• **DATA SUPPLIED**:
--- START ---

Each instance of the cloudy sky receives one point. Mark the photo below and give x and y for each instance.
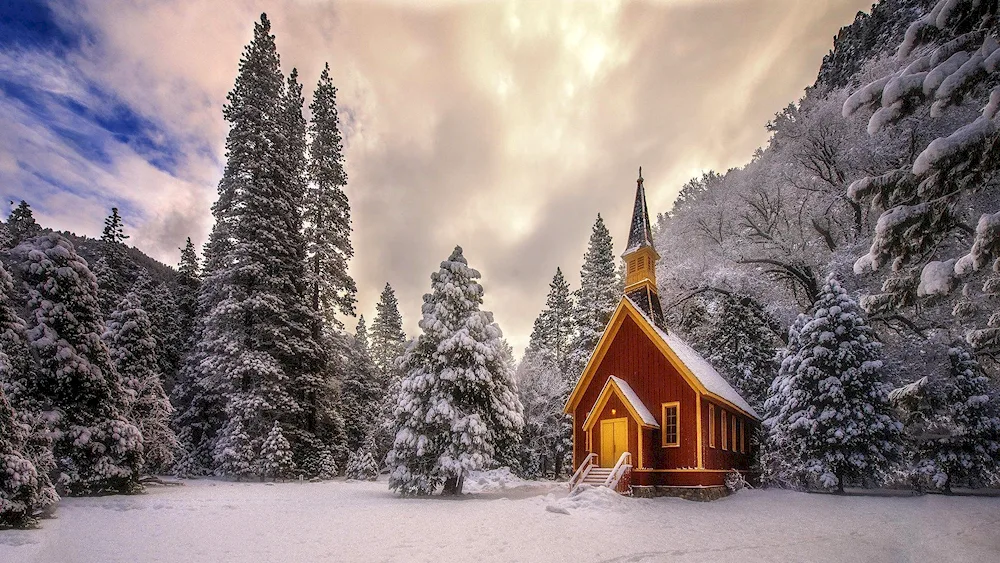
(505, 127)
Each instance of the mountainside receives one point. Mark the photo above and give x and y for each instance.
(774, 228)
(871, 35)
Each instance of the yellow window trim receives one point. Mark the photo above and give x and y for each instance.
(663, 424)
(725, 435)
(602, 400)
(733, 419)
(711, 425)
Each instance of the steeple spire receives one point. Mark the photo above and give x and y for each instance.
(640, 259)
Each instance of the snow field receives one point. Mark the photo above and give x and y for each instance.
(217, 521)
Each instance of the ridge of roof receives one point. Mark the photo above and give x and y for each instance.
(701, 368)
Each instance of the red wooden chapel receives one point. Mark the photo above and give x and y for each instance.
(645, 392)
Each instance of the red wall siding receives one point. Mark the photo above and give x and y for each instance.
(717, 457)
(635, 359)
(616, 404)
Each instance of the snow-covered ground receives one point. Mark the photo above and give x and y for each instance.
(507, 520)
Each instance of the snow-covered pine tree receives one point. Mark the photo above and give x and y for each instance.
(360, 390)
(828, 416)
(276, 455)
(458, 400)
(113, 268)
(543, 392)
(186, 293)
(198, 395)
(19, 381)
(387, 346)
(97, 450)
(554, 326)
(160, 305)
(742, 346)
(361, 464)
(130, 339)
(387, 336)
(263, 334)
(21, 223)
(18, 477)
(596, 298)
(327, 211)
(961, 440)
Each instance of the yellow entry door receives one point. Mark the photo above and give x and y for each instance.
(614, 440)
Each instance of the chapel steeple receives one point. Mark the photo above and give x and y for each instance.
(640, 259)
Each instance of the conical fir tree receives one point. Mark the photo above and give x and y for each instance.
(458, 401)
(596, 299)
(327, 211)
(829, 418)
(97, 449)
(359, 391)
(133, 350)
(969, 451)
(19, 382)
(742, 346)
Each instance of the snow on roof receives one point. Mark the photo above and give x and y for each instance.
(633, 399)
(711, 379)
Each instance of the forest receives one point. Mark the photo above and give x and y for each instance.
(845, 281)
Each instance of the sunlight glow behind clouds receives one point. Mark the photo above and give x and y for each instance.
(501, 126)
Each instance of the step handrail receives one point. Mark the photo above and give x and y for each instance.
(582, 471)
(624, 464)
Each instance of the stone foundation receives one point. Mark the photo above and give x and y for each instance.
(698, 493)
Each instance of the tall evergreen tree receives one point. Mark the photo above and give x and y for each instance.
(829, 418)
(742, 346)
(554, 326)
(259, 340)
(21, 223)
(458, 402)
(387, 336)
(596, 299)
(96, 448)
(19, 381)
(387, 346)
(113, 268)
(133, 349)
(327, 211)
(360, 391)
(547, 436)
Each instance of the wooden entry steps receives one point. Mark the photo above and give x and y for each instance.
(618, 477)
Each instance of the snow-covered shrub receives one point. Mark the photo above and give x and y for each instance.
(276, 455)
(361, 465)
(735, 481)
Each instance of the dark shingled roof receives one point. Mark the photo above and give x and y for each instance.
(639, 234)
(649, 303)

--- END ---

• **TASK DETAILS**:
Leaving out only the pictures, reproduce the listing exactly.

• **RESPONSE**:
Each instance of the cloudy sky receives one point. Mark the photo below and give x and y for each instance.
(505, 127)
Each instance of the mountainside receives one point. Mark the photo above and give x and y for each instance.
(774, 228)
(871, 35)
Each instance of the yellow window trim receives one point. Mark the photo above and give x and y for each instance.
(663, 424)
(725, 435)
(602, 400)
(733, 419)
(711, 425)
Each instance of the steeple spire receives one point. Mark the photo above and give x and y for each instance.
(640, 259)
Each instance of the snow field receives one point. Mark the photo above and give x and y for each instance.
(217, 521)
Each instance of the ridge of roof receives one point. Mark the photo above and give x and y for each instance.
(701, 368)
Each instance of the red wooden chapel receives one point. Mark the photo above and give x and y for each instance.
(645, 392)
Each instance of the red wall siding receives one point. Mark the photo above and give x and y for each instance.
(717, 457)
(635, 359)
(616, 404)
Each instance of the snow-covered ground receives one point. Mark the photo above and give x and y for each instance.
(507, 520)
Each instance of the snow-covered pine tree receives one point. Mark the photo above and give x and y for each instance.
(360, 390)
(828, 416)
(276, 455)
(458, 400)
(113, 268)
(543, 392)
(186, 293)
(198, 395)
(19, 381)
(387, 346)
(97, 450)
(554, 326)
(160, 305)
(742, 346)
(361, 464)
(130, 339)
(387, 336)
(263, 334)
(21, 223)
(18, 477)
(596, 298)
(327, 211)
(961, 440)
Each instance of the yellow entry door receives one point. Mark the photo above and give x and y for each instance.
(614, 440)
Each instance of the chapel steeple receives one point. Mark the photo above and give x and y for each instance.
(640, 259)
Each instance of the conical fir tree receives one point. Mark the photo above and give x and y for each instance.
(458, 401)
(596, 299)
(327, 211)
(829, 418)
(97, 449)
(359, 391)
(133, 350)
(969, 451)
(19, 382)
(742, 346)
Each instance of the snow on roof receives one point. Mark the photo above and give x and y for each instance.
(633, 399)
(711, 379)
Each instance of the forest receives one point. Mark the photo above and give x and y for each instance.
(845, 281)
Each instance of the sunlight glow behind clouds receives one point. Mark the photo above and give x and y for each instance.
(501, 126)
Each instance of the step handrail receives one point. Mark the photo above and give x and y for each instance.
(582, 471)
(624, 464)
Each instance of the stone foundation receives one point. Mark the photo above and give x and y for each instance.
(698, 493)
Each instance of the tall evergreen tree receives one point. Mark the photo above and give x and y for each instance.
(829, 418)
(742, 346)
(554, 326)
(259, 340)
(21, 223)
(458, 402)
(387, 336)
(596, 299)
(96, 448)
(19, 381)
(387, 346)
(113, 268)
(133, 349)
(327, 211)
(360, 391)
(547, 436)
Each instance of the wooden entry steps receives one point. Mark the photo above and give x and y for each instance.
(618, 477)
Each instance of the snow-covered shrub receives one point. Mark the photo above and give x and y for each instance.
(276, 455)
(361, 465)
(735, 481)
Each instance of the dark shingled roof receives one point. Mark the photo above and give x and y for each instance.
(639, 234)
(649, 303)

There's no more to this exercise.